» TASK DESCRIPTION
Set down, word for word, the stretch of the records from the line containing "Request = locate the black-framed" through the end of the records. Leave the pictures out of your copy.

» INFORMATION PROVIDED

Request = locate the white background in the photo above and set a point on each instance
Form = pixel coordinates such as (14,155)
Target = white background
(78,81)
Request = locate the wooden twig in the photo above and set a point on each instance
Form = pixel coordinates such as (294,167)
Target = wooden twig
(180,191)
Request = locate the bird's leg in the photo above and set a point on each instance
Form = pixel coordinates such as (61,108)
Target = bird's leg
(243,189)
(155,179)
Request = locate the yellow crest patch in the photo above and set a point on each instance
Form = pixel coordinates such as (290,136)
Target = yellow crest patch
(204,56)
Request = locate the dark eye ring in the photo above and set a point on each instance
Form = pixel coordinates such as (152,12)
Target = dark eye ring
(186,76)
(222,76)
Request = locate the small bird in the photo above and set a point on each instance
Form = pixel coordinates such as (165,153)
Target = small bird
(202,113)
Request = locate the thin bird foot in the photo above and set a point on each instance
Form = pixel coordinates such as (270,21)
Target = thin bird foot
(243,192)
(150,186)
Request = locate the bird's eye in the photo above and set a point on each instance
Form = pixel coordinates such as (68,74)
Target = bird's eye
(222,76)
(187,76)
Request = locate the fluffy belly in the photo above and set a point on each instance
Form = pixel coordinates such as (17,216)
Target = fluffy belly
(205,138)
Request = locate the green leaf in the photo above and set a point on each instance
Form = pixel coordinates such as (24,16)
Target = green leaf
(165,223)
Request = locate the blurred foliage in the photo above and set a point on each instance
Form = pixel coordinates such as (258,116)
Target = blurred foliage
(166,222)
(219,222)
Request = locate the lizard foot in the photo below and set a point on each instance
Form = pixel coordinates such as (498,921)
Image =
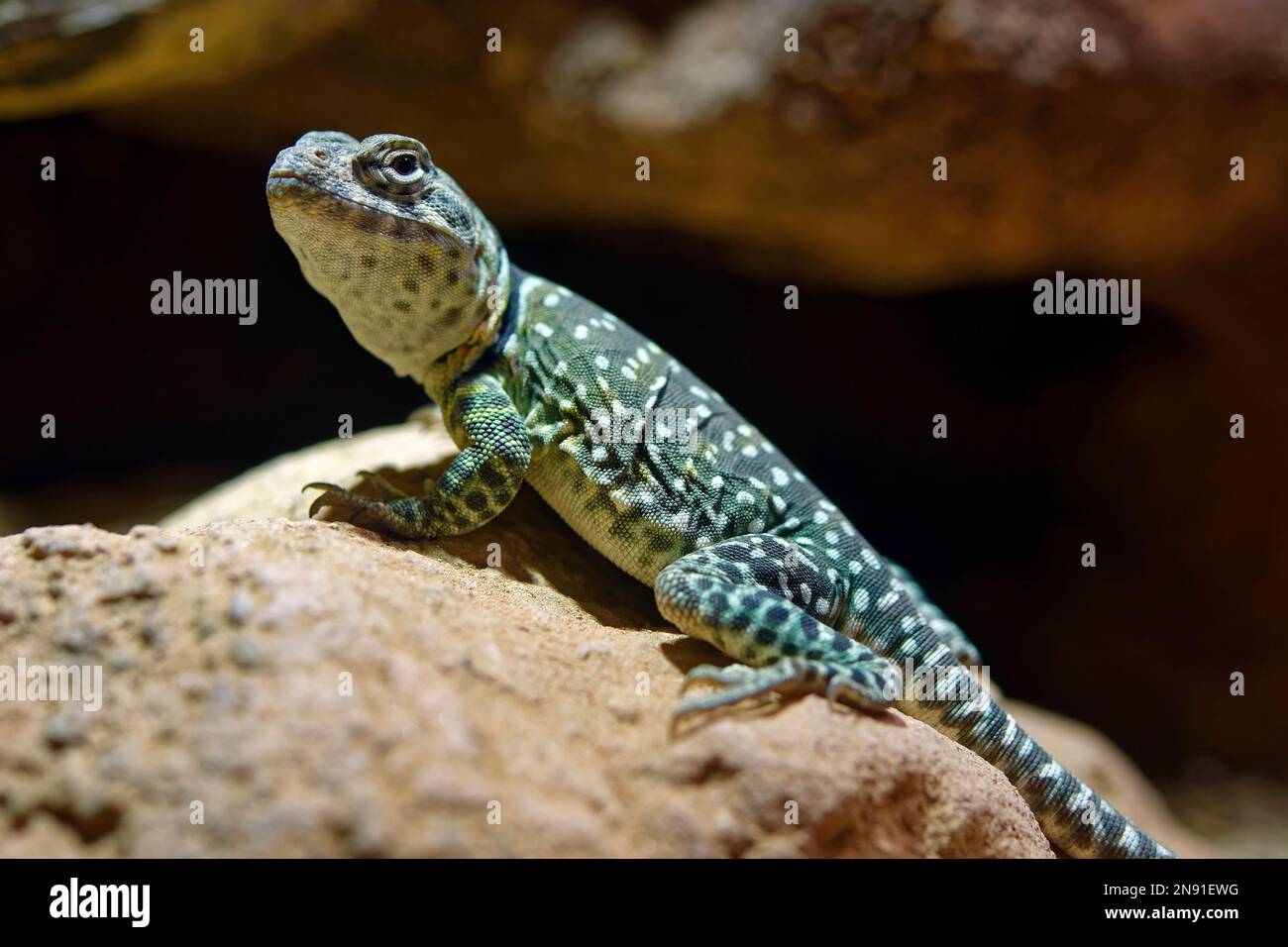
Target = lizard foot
(872,684)
(406,515)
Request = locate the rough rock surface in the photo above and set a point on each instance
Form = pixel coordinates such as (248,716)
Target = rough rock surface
(537,689)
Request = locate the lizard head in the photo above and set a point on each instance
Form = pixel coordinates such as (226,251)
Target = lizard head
(413,266)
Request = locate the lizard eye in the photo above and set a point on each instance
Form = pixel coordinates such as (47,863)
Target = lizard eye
(398,166)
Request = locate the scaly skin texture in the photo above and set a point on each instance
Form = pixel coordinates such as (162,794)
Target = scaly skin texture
(640,458)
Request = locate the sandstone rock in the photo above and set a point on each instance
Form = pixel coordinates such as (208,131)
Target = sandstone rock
(536,692)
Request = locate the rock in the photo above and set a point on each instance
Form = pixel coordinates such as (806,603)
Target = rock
(310,688)
(815,161)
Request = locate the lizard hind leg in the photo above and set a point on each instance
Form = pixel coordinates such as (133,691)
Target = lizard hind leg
(756,602)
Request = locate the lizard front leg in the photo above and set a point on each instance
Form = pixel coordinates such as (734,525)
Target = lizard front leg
(756,604)
(480,482)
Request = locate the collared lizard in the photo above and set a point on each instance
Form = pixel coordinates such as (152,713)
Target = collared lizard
(642,459)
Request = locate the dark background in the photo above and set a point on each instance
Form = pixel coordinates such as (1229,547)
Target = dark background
(1061,431)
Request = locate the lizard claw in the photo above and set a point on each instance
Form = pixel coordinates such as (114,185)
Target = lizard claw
(340,497)
(322,484)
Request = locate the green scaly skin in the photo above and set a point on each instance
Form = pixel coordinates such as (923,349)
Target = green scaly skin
(539,384)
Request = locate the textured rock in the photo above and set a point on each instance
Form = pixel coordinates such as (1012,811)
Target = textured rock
(540,688)
(815,161)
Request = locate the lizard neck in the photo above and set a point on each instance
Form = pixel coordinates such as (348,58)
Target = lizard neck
(487,339)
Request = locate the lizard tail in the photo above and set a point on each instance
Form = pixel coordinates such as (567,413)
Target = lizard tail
(1070,813)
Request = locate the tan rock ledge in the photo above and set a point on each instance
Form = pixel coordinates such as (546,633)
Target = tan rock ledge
(281,686)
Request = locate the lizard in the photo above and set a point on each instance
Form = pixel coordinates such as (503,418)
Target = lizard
(643,460)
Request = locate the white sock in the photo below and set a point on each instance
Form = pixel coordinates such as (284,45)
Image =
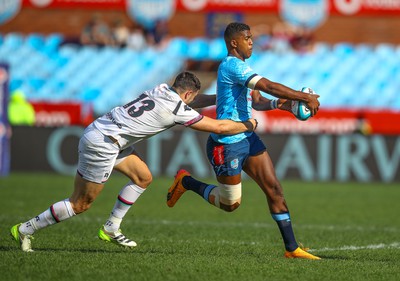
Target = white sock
(215,193)
(127,196)
(57,212)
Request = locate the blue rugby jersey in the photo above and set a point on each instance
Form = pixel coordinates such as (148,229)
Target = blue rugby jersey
(233,95)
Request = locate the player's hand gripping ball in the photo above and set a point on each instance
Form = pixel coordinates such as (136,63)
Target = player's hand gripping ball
(300,109)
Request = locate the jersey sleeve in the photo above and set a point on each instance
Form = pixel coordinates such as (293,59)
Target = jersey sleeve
(185,115)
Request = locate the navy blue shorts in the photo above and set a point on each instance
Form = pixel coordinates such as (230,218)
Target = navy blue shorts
(228,159)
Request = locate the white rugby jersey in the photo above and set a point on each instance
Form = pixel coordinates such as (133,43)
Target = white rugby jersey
(151,113)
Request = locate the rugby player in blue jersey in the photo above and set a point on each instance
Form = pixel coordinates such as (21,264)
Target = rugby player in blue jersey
(238,92)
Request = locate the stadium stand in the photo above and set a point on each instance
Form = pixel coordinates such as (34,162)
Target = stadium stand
(345,75)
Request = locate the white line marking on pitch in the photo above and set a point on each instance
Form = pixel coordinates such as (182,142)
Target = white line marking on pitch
(395,245)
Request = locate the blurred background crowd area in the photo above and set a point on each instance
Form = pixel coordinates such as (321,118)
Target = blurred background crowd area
(80,61)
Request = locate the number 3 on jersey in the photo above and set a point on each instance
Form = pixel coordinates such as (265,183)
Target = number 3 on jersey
(138,106)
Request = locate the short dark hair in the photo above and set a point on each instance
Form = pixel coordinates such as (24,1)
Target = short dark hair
(233,28)
(187,81)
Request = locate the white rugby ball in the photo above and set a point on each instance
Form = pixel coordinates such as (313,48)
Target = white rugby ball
(299,108)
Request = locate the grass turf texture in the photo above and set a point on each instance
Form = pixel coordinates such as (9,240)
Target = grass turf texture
(354,227)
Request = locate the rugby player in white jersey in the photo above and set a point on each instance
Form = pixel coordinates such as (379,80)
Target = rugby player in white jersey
(239,90)
(107,145)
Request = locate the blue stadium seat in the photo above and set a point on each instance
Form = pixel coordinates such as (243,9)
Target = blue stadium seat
(217,49)
(35,41)
(13,40)
(198,49)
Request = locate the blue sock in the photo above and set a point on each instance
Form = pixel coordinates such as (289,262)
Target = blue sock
(285,227)
(201,188)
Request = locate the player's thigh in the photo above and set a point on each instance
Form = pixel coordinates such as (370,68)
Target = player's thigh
(261,169)
(134,168)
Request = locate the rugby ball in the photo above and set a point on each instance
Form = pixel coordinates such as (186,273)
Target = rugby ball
(299,108)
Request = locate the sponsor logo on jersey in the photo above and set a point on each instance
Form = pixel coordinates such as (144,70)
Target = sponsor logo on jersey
(235,163)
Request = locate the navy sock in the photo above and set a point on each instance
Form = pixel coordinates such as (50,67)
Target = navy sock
(285,227)
(201,188)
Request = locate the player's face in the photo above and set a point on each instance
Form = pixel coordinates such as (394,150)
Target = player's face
(244,44)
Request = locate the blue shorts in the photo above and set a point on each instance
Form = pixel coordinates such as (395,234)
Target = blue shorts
(228,159)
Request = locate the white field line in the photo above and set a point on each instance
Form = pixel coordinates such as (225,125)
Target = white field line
(395,245)
(249,224)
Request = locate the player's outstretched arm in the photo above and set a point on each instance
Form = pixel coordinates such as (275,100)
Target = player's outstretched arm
(261,103)
(283,92)
(203,100)
(224,127)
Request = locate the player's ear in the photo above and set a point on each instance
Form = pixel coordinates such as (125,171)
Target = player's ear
(187,94)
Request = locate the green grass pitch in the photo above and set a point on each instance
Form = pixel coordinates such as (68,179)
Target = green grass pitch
(354,227)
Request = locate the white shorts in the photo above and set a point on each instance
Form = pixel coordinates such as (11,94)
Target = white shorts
(98,155)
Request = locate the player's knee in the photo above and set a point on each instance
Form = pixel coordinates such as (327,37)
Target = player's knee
(230,196)
(143,180)
(81,205)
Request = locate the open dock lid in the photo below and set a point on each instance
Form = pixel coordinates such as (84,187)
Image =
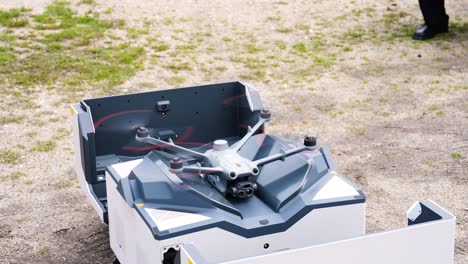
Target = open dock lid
(104,128)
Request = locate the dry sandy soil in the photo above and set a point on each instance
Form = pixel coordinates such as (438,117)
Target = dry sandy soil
(394,111)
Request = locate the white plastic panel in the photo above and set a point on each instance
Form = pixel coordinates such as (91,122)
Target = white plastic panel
(427,243)
(336,187)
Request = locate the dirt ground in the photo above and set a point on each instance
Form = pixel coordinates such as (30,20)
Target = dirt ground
(393,110)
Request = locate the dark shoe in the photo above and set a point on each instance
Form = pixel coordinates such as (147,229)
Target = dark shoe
(427,32)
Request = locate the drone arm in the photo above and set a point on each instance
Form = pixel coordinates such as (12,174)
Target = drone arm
(238,145)
(282,156)
(172,147)
(202,170)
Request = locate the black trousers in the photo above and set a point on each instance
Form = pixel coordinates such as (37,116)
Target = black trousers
(434,12)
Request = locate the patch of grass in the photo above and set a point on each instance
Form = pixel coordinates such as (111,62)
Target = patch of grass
(280,44)
(300,47)
(136,32)
(16,175)
(161,47)
(177,67)
(44,146)
(227,39)
(255,75)
(31,134)
(147,84)
(9,157)
(284,30)
(176,80)
(62,61)
(11,119)
(14,18)
(253,48)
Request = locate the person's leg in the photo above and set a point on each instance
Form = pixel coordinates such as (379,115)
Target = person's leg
(436,20)
(434,12)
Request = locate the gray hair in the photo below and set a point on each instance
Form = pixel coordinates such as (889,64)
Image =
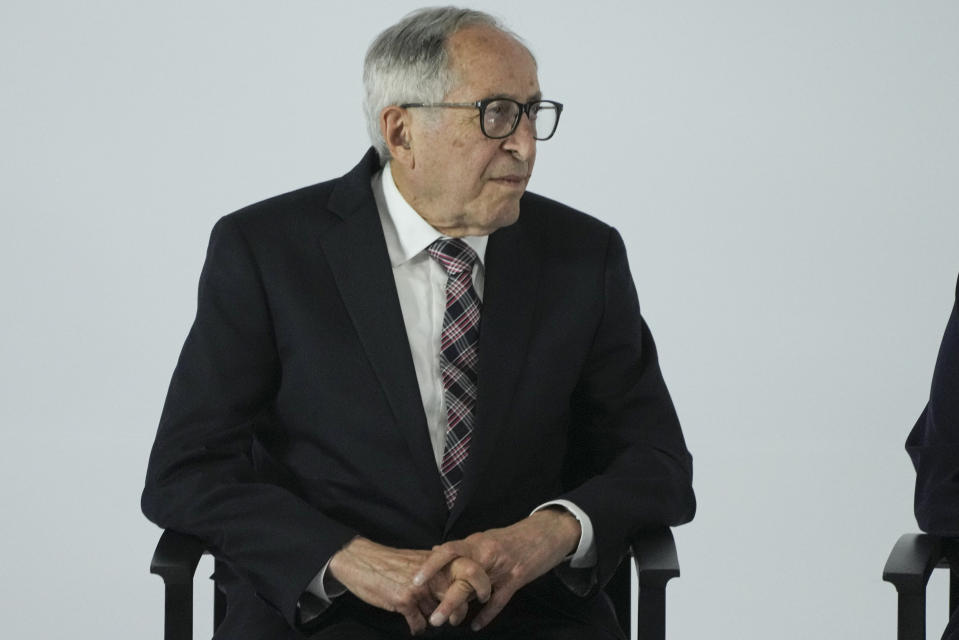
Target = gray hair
(409,62)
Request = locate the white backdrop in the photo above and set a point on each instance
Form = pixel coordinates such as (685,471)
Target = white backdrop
(783,172)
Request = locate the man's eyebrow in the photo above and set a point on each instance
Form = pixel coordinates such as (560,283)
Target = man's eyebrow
(536,96)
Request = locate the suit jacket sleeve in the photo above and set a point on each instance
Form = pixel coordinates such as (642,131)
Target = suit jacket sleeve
(933,443)
(204,476)
(627,445)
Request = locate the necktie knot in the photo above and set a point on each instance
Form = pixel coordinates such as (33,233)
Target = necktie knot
(453,254)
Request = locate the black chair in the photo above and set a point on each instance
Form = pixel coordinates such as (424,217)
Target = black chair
(908,567)
(654,552)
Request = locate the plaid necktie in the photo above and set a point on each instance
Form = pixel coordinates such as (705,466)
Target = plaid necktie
(459,357)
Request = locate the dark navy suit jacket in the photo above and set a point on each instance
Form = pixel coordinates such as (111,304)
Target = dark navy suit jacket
(933,443)
(294,421)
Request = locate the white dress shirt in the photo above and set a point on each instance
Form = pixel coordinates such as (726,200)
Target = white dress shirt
(421,287)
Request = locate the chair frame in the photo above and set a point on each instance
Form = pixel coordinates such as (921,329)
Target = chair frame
(654,554)
(910,563)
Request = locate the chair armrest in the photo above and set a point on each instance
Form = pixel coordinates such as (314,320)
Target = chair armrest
(911,561)
(654,552)
(176,557)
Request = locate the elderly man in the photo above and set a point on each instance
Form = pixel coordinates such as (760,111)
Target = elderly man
(933,445)
(417,398)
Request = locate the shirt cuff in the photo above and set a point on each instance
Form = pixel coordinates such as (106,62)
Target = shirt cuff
(585,555)
(321,591)
(326,587)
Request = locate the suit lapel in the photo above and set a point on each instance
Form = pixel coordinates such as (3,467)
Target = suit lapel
(356,252)
(512,275)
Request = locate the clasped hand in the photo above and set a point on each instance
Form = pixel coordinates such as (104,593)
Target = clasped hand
(438,586)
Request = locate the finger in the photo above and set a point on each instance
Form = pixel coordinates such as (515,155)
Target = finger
(438,558)
(427,605)
(479,581)
(416,622)
(496,603)
(456,597)
(459,614)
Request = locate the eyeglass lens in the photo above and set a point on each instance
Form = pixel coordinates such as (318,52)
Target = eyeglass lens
(502,116)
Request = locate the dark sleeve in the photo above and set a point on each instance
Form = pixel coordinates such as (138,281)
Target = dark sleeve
(627,444)
(202,478)
(933,443)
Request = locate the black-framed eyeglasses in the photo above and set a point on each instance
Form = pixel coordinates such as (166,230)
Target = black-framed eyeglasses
(499,117)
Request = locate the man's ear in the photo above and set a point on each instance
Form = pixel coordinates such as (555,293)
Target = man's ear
(396,130)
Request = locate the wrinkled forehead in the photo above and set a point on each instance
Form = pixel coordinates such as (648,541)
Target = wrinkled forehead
(489,62)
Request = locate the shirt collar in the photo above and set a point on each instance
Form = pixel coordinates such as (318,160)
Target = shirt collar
(407,233)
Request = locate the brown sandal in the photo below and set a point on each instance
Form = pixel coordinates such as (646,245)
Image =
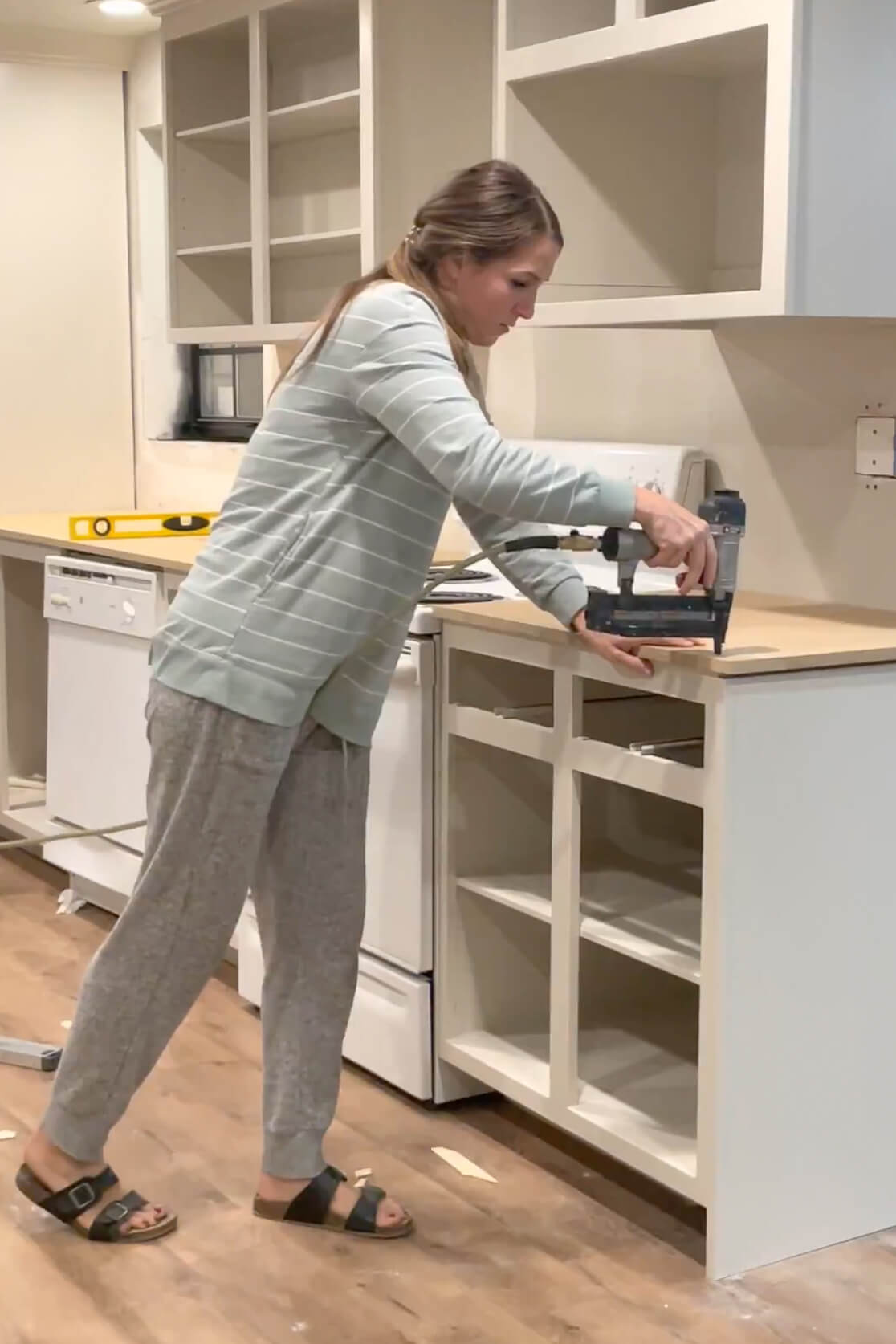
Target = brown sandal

» RESULT FOR THIS EXERCISE
Request = locate the black-framed eyeglasses in the photo above and set a point on each instance
Form = pixel coordinates such as (166,230)
Target = black-framed eyeglasses
(499,117)
Request = locate the man's ear in the photo above and set a point on each instance
Form = pixel coordinates such as (555,293)
Target = man's ear
(396,130)
Request = locate the wrinkled forehead in the photo above and set a point on each instance
Form = pixel coordinates such as (648,541)
Target = wrinkled forehead
(489,62)
Request = locate the shirt collar in the photo above and set a point on each instance
Form = pixel coordinates such as (318,160)
Target = shirt collar
(407,233)
Request = locate the brown sandal in the photo below and set a point on each instance
Form = pixel coordinates such as (646,245)
Image =
Target = brown sandal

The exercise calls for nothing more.